Desjardins maintain target at 37$Rating: Buy, Risk: Above-average, Target: C$37.00
Further details on SNC’s new strategic direction for the Resources business—
a significant step in its transformation
The Desjardins Takeaway: Positive
This morning, SNC announced the transformation of its Resources business to focus on engineering services and project management, thus concluding its strategic review of the business. As part of the transformation, SNC will focus solely on profitable segments of the services business, and sell or close non-core businesses (eg the divestiture of the Resources business in South Africa), including exiting multiple countries (to nine from 30). The Resources business will eventually be integrated within SNCL Engineering Services (we suspect once its profitability reaches at least breakeven and all Resources LSTK projects have been completed).
SNC is targeting the Resources services business to reach breakeven adjusted EBIT in 1H21 and to be profitable for the full year in 2021. Management did not indicate a long-term margin target for the business. The improvement in profitability will be driven by (1) headcount reduction to 8,000 employees from 15,000 by end 2020, and to 6,000 by end 2021; and (2) simplification of the business around core engineering services, with a focus on existing profitable relationships with longstanding customers. From a financial standpoint, SNC expects the Resources Services business to contribute ~10% of its consolidated revenue in 2021, in line with our forecast. Management expects negative segment adjusted EBIT in the range of C$15–25m in 2H20 as a result of the restructuring (excluding any potential losses related to LSTK projects).
Management also provided additional details on the performance of the Resources segment in 2Q20. Adjusted EBIT losses related to LSTK projects accounted for C$95m out of the total of C$122m, which included a C$70m client’s claim on one project. During the quarter, SNC completed one Resources LSTK project and is on track to complete the vast majority of the four remaining contracts by the end of 2020 —a key milestone in terms of derisking the business.
Bottom line, while we acknowledge that SNC’s 2Q20 results were below expectations, we note that the miss was related to LSTK projects which management is in the progress of exiting. While we had favoured a divestiture of the Resources services business, we suspect this would have been difficult in light of the COVID-19 pandemic, and we are encouraged that management is making the necessary decisions to improve the business. Finally, we are pleased with the performance of SNCL Engineering Services in spite of the pandemic and it remains the main driver of our long-term investment thesis on the name. We recommend that long-term investors buy the shares following their underperformance this morning.

• [Records provided]:
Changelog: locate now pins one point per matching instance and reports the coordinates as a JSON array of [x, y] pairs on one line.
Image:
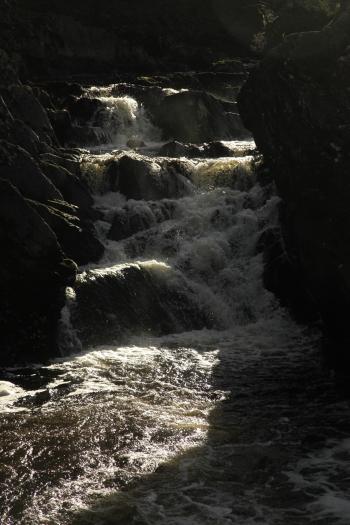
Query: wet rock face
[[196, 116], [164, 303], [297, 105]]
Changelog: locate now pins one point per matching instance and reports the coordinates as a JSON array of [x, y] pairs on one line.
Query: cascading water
* * *
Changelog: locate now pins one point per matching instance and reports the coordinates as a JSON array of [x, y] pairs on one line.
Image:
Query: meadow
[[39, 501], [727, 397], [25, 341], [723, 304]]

• [Problem requirements]:
Can you return, verbatim, the part of the SNC analyst note that opens with the words containing "Management also provided" and closes with "derisking the business."? The data is unrelated to the SNC analyst note.

• [Task output]:
Management also provided additional details on the performance of the Resources segment in 2Q20. Adjusted EBIT losses related to LSTK projects accounted for C$95m out of the total of C$122m, which included a C$70m client’s claim on one project. During the quarter, SNC completed one Resources LSTK project and is on track to complete the vast majority of the four remaining contracts by the end of 2020 —a key milestone in terms of derisking the business.